> STORED DATA
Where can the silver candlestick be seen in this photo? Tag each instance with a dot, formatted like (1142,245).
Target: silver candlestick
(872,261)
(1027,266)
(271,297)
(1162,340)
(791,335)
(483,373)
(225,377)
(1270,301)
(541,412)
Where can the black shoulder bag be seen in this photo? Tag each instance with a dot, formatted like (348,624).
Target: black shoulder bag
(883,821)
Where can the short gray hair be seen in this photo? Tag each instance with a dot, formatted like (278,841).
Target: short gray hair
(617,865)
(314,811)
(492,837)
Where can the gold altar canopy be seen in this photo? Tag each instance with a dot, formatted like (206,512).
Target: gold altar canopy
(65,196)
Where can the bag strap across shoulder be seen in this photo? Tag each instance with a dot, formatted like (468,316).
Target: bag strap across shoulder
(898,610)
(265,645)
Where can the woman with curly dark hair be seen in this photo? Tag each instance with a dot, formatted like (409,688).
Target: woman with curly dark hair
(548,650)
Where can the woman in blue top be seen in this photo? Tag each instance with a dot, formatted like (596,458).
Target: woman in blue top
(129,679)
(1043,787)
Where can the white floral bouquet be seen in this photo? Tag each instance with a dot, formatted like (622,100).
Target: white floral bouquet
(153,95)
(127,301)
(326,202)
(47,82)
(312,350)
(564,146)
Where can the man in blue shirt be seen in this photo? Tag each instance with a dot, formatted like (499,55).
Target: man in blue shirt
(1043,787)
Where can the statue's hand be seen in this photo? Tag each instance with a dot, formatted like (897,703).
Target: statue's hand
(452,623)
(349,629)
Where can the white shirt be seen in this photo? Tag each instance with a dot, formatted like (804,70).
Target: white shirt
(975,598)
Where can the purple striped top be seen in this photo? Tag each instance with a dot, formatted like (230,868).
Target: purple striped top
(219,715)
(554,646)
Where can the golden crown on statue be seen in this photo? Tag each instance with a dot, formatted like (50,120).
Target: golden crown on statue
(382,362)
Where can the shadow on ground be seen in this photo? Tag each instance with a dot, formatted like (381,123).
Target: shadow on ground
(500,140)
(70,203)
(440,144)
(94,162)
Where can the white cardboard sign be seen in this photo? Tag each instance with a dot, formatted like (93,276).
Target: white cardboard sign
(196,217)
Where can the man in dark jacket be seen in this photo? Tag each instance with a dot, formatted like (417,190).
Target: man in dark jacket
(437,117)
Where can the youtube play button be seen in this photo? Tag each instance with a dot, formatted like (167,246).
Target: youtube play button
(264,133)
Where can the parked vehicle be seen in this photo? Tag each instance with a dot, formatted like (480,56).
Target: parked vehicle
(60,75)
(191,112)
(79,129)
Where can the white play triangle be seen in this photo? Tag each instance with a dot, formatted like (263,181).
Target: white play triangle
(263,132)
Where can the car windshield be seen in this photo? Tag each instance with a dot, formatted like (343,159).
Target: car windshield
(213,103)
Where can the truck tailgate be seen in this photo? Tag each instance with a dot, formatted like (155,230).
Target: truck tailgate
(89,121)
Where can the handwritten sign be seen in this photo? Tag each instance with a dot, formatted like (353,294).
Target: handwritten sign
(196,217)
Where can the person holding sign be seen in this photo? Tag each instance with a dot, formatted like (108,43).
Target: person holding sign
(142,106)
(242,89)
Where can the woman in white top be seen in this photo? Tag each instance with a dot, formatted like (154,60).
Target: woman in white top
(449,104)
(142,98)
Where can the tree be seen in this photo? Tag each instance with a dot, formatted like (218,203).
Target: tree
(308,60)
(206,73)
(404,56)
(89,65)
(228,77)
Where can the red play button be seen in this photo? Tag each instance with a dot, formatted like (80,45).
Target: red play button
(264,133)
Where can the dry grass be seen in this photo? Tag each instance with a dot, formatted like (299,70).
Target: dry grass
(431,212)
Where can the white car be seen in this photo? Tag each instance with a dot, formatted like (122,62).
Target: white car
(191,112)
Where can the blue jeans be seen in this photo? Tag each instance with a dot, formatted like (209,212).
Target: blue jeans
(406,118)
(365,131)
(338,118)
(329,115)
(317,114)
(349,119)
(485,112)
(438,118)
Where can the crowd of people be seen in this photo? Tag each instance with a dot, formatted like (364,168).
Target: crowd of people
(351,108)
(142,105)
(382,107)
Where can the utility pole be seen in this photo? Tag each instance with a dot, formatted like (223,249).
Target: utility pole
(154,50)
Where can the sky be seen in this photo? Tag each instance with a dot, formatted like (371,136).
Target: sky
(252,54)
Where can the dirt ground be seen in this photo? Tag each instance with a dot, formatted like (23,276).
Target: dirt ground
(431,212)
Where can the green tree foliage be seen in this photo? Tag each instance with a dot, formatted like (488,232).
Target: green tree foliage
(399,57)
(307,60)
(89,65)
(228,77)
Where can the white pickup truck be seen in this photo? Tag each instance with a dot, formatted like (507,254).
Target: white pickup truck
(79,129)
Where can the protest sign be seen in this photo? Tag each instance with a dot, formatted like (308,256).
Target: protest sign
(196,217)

> AIM
Rewrite the records as a numbered list, from the line with "Where can the sky" through the last line of the records, both included. Leave out blank lines.

> COMPLETE ANSWER
1. Where can the sky be seen in this photo? Tag each instance with a dot, formatted like (371,136).
2. Target: sky
3. (252,54)
4. Where can the dirt ground be seen in this photo? Tag each instance with a dot, formatted like (23,276).
5. Target: dirt ground
6. (431,212)
7. Where can the green tree foliage be seen in this photo? Tag each instance with a dot, formatted like (488,232).
8. Target: green tree foliage
9. (399,57)
10. (307,60)
11. (89,65)
12. (228,77)
13. Where can the white pickup truck be seen in this photo? Tag each instance with a dot, formatted like (507,254).
14. Target: white pickup truck
15. (79,129)
16. Where can the protest sign be seen in this photo? Tag each instance with a dot, formatted like (308,256).
17. Target: protest sign
18. (196,217)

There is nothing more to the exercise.